■ Task instructions ■
Pictures do not belong in the copy. Return all of the entries exactly.

■ Data ■
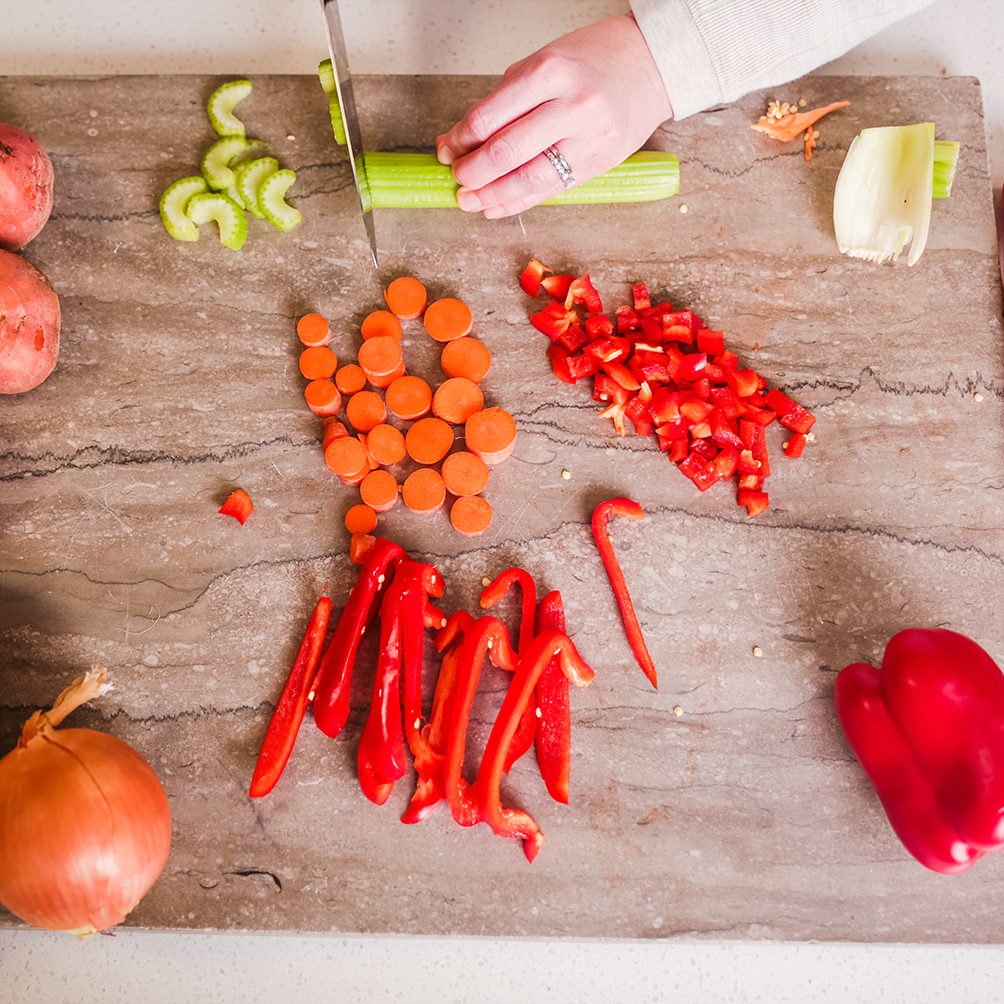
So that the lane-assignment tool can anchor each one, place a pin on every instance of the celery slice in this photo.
(250, 176)
(216, 161)
(174, 203)
(419, 181)
(221, 106)
(229, 217)
(272, 203)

■ Result for this task ■
So that the lane-assignment tool can anchor each one, place a pin on every instance of the celery slice in this photo.
(250, 176)
(216, 161)
(174, 203)
(419, 181)
(221, 106)
(229, 217)
(272, 203)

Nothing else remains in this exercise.